* _EXERCISE TASKS_:
(1) List the headings of the reporting aspects summarized in the text on reporting animal experiments below.
(2) Answer the following questions using the text on reporting animal experiments below.
(a) Which guidelines provide full recommendations on how to report animal experiments?
(b) What should be provided if some animals are not included in the analysis?
(c) Which initiative assembled checklists for specific types of study designs?

* _TEXT FOR ANALYSIS_:
- - -

The usefulness and reproducibility of translational experiments strongly depend on how robustly they are reported [122]. Full recommendations on how to report animal experiments have been provided in the ARRIVE guidelines [123]. Here, we summarize some important aspects that should be taken into account:

  • Objectives. The study report should clearly indicate the initial hypothesis as well as the primary and secondary objectives.

  • Design and methodology. The experimental design of the study and the methodology used should be clearly described. Sample size, experimental groups, randomization, negative controls, experimental procedures, treatments, animal housing, and statistical methods should be elaborated sufficiently to enable confirmation of results. Ethical permissions should also be specified.

  • Construct validity threats. Limitations of the animal model used in the study and possible threats to the translation of results to humans should be clearly acknowledged.

  • Outcome and analysis. Results should include baseline characteristics and measurements for each animal group. All participating animals should be included in the report. If some of the animals are not included in the analysis, reasons for exclusion should be provided. Negative results should also be included and discussed in the final report.

Useful checklists are provided in the ARRIVE guidelines and also for specific types of study designs, as assembled in the EQUATOR initiative [123, 124].

- - -

* _EXTRACTED MATERIAL_:

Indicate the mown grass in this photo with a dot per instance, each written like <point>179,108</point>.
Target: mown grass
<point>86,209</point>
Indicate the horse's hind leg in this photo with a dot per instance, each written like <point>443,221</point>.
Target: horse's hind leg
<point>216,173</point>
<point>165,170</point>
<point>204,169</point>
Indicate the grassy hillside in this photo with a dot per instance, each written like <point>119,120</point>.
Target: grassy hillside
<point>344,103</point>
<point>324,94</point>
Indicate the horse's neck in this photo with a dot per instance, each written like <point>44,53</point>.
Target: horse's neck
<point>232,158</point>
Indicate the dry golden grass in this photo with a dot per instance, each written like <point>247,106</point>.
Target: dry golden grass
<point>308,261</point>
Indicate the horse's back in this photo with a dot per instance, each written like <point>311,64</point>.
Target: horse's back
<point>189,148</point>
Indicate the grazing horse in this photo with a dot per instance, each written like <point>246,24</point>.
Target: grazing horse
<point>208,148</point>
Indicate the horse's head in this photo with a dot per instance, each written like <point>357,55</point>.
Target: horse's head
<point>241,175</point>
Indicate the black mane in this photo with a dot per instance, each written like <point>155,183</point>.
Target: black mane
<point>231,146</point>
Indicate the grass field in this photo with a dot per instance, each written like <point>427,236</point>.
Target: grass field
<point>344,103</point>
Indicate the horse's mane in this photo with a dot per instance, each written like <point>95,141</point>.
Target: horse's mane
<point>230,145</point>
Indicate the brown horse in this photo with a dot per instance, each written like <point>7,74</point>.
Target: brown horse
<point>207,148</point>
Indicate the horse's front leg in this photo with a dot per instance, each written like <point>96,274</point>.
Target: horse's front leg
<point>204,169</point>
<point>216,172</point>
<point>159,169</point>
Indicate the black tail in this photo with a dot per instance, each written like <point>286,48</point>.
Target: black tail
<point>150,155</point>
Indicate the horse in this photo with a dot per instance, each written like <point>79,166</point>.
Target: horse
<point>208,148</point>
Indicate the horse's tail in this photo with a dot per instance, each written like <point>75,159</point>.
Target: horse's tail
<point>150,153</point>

- - -

* _RESULTS FOR EACH TASK_:
(1)
Objectives
Design and methodology
Construct validity threats
Outcome and analysis

(2)
(a) The ARRIVE guidelines.
(b) The reasons for their exclusion.
(c) The EQUATOR initiative.